Adapted from the short stories of Canadian author Craig Davidson, Rust and Bone is the latest offering from French filmmaker Jacques Audiard, the director behind the acclaimed A Prophet and The Beat My Heart Skipped.
The film opens with the penniless Ali (Matthias Schoenaerts), a self-involved, thuggish character as he travels with his five-year-old son Sam (Armand Verdure) from Belgium to the south of France to stay with his sympathetic sister Anna (Corinne Masiero). Working as a bouncer at a local nightclub, Ali soon meets Stephanie (Marion Cotillard), a trainer of orca whales at the local tourist marina, when he comes to her aid during an explicit bar fight. Taking her home after the incident, Ali leaves his number with Stephanie in hopes of seeing her again.
Catastrophe strikes when Stephanie is involved in a horrible accident at the park. A collapsed stage throws her into the surrounding waters where she was attacked by one of the whales. Awaking in hospital, she learns that both legs have been amputated. Now housebound and stifled by the support of family and friends, she reaches out to Ari for companionship. Coming to her aid again, Ari takes her to the beach and in swimming together, shows Stephanie a glimpse of her former life. The two strike an immediate friendship and soon find themselves in a casual sexual relationship.

▶ Records provided:
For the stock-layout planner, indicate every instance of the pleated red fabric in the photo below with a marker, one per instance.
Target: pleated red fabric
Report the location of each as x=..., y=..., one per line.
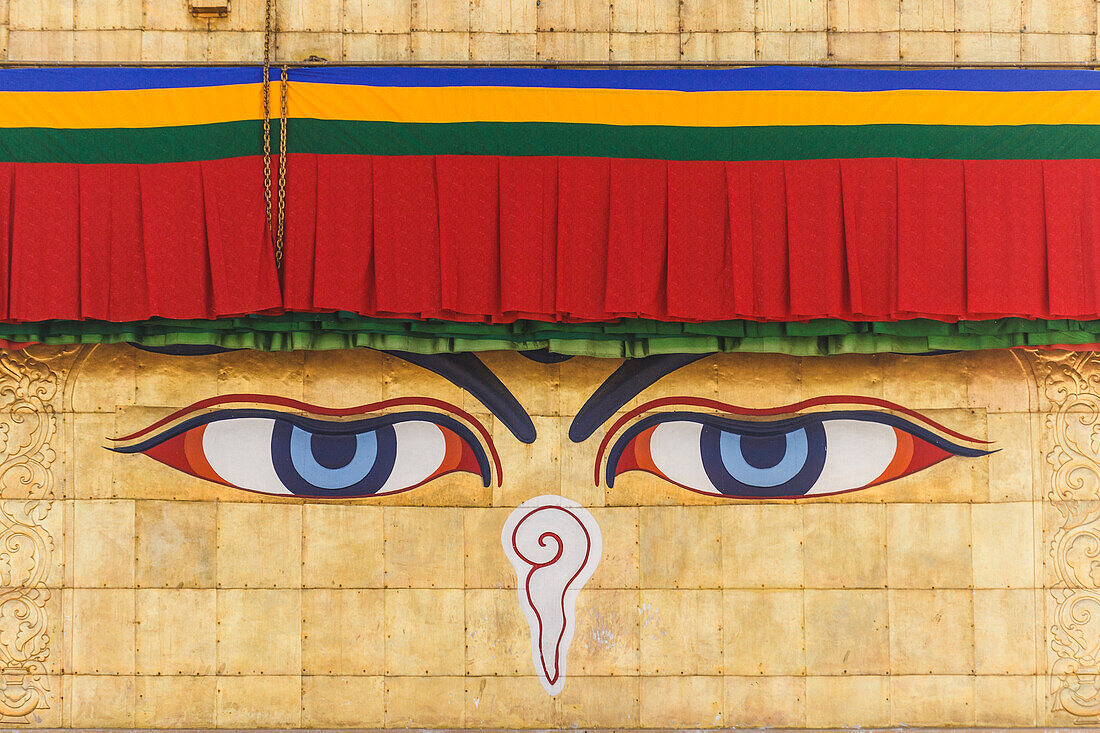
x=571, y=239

---

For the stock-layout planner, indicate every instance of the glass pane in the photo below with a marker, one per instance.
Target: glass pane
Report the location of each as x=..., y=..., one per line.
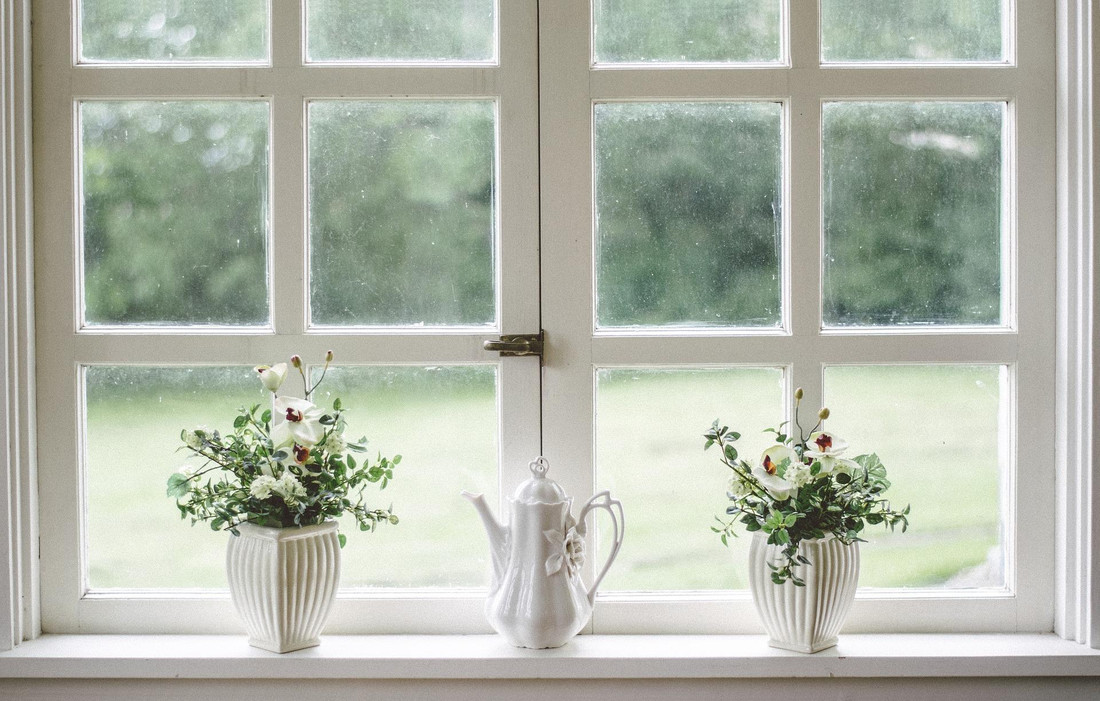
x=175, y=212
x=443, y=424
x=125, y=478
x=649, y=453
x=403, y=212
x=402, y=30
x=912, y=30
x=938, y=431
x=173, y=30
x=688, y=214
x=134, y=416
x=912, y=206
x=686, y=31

▶ How to complete this task: Reproduce the Rust and Bone review from the top of the page word for word, from its first sentence to its last.

▶ Finished exercise:
Adapted from the short stories of Canadian author Craig Davidson, Rust and Bone is the latest offering from French filmmaker Jacques Audiard, the director behind the acclaimed A Prophet and The Beat My Heart Skipped.
The film opens with the penniless Ali (Matthias Schoenaerts), a self-involved, thuggish character as he travels with his five-year-old son Sam (Armand Verdure) from Belgium to the south of France to stay with his sympathetic sister Anna (Corinne Masiero). Working as a bouncer at a local nightclub, Ali soon meets Stephanie (Marion Cotillard), a trainer of orca whales at the local tourist marina, when he comes to her aid during an explicit bar fight. Taking her home after the incident, Ali leaves his number with Stephanie in hopes of seeing her again.
Catastrophe strikes when Stephanie is involved in a horrible accident at the park. A collapsed stage throws her into the surrounding waters where she was attacked by one of the whales. Awaking in hospital, she learns that both legs have been amputated. Now housebound and stifled by the support of family and friends, she reaches out to Ari for companionship. Coming to her aid again, Ari takes her to the beach and in swimming together, shows Stephanie a glimpse of her former life. The two strike an immediate friendship and soon find themselves in a casual sexual relationship.